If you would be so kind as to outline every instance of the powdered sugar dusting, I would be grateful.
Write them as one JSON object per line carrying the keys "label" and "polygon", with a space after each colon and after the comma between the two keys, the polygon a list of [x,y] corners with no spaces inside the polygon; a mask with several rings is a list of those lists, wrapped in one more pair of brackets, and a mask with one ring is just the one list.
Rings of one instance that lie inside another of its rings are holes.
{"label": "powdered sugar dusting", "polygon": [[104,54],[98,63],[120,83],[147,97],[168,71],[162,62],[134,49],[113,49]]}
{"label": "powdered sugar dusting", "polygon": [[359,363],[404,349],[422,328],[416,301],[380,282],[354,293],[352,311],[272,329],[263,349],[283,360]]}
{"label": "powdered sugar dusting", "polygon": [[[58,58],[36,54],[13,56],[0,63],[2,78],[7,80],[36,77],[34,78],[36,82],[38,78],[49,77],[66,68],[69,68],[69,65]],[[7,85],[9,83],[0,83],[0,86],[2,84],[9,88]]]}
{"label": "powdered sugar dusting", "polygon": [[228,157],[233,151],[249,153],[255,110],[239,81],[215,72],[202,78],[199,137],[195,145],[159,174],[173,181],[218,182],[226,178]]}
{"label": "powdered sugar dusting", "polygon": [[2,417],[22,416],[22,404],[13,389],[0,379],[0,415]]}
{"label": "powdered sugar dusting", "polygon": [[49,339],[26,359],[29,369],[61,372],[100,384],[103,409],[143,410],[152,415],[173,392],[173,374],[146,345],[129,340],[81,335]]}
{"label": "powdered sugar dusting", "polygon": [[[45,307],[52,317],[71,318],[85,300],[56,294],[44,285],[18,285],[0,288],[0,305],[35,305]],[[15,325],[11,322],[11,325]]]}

§ **Problem details**: Copy all the entries verbatim.

§ **Answer to the exercise**:
If you would be so kind as to outline every instance of the powdered sugar dusting, I would be grateful.
Write them as one JSON object per line carrying the keys "label" and "polygon", with a space after each colon and after the comma between the two keys, the polygon a list of [x,y] corners with no spaces inside the polygon; a mask with several rings is a list of those lists, wrapped in one more pair of brackets, and a mask with one ring is just the one list.
Rings of one instance that lie inside another of its rings are holes.
{"label": "powdered sugar dusting", "polygon": [[104,54],[98,63],[120,83],[147,97],[168,71],[162,62],[134,49],[113,49]]}
{"label": "powdered sugar dusting", "polygon": [[359,363],[404,349],[422,328],[416,301],[380,282],[354,293],[352,311],[272,329],[263,349],[283,360]]}
{"label": "powdered sugar dusting", "polygon": [[[58,58],[36,54],[13,56],[0,63],[2,78],[7,80],[36,77],[34,78],[36,82],[38,78],[49,77],[66,68],[69,68],[69,65]],[[7,85],[9,83],[0,83],[0,86],[2,84],[9,88]]]}
{"label": "powdered sugar dusting", "polygon": [[228,157],[233,151],[249,153],[255,110],[239,81],[215,72],[202,78],[199,137],[195,145],[159,174],[173,181],[218,182],[226,178]]}
{"label": "powdered sugar dusting", "polygon": [[2,417],[22,416],[22,404],[13,389],[0,379],[0,415]]}
{"label": "powdered sugar dusting", "polygon": [[49,339],[26,359],[29,369],[61,372],[100,384],[103,409],[143,410],[152,415],[173,392],[173,374],[146,345],[129,340],[81,335]]}
{"label": "powdered sugar dusting", "polygon": [[[45,307],[52,317],[71,318],[85,300],[56,294],[44,285],[18,285],[0,288],[0,305],[35,305]],[[15,325],[11,322],[11,325]]]}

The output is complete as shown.